*TEXT UNDER STUDY:*

The last five years we have seen the number of Data Science projects carried out by Business & Decision in various sectors, such as the oil industry, telephony, retail and services, rise significantly. However, some difficulties must be overcome in order to efficiently implement these types of projects. Explanation.
First of all, let us not forget that Data Science draws on several subject areas in which expertise is essential in order to ensure smooth and successful execution of such projects:
- Data preparation, which refers to the process of grouping all data in one same location, recoding it and preparing it for formatting and making it exploitable.
- Statistics, the basic principles of which must be fully understood in order to handle data correctly.
- Machine Learning, the indispensable tool to manage big, evolutive, streaming and even incomplete data.
- AI, which makes intensive learning and automation possible.
Didier Gaultier, Data Science & AI Director (Business & Decision), identifies four major obstacles often encountered during the implementation of Data Science projects, with some practical steps to take to overcome them.

*GIVEN INFORMATION:*

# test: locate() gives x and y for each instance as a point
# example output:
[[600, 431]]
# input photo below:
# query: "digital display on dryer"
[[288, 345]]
...
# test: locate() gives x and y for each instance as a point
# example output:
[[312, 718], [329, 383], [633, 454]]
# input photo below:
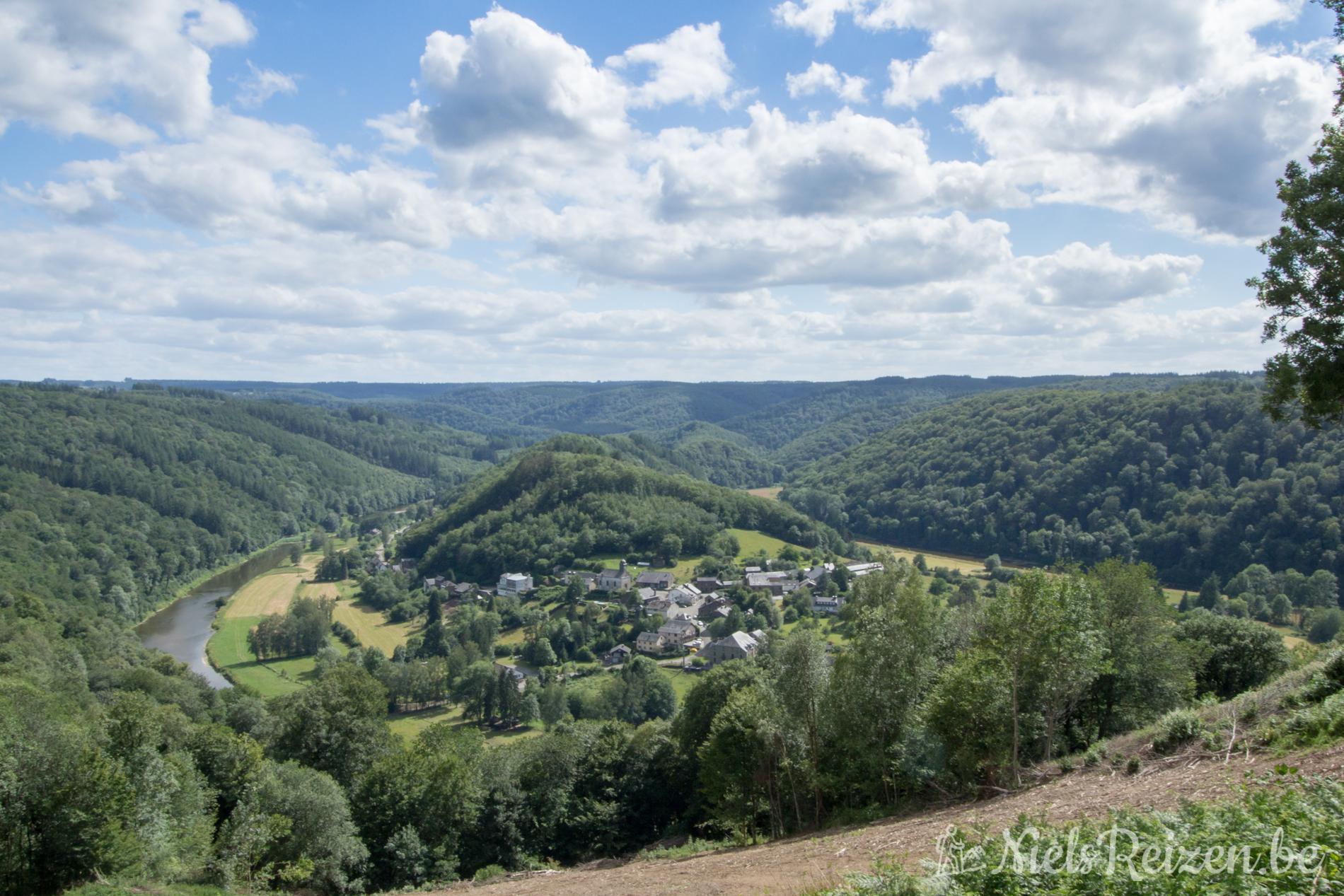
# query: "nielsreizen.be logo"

*ACTIVITY A:*
Answer these questions from the text on Data Science projects:
(i) Which sectors are named as examples where Business & Decision has carried out Data Science projects?
(ii) What kinds of data does the text say Machine Learning is needed to manage?
(iii) How many major obstacles does Didier Gaultier identify?
*ACTIVITY B:*
Carry the text on Data Science projects forward, picking up right after its last sentence.

*RESPONSE BOX A:*
(i) The oil industry, telephony, retail and services.
(ii) Big, evolutive, streaming and even incomplete data.
(iii) Four.

*RESPONSE BOX B:*
1. The “siloed” data challenge
Very often today, companies’ data are “siloed”: each business function having its own information system (IS). Since data is the very cornerstone of the project, it is vital that companies adopt a Data-Centric approach by:
- Placing data at the heart of the IS: building a datalake/datahub
- Having a dedicated team
- Setting up data governance
2. Prerequisites and project organisation
Before deciding on the project scope and launching a pilot, two key prerequisites must be met.
Understanding business challenges
Gaining a sound understanding of the business and its challenges is imperative. This is key to ensuring the initiative’s success and its adoption by internal teams. All Data Science projects must therefore be introduced to business teams through workshops.
IS data and architecture diagnosis
In order to identify the opportunities and constraints associated with data, it is better to organise “data” workshops with internal teams and the IT Department. These will, amongst other things, help prepare for any constraints that may surface during deployment: choice of architecture, tools and even programming language.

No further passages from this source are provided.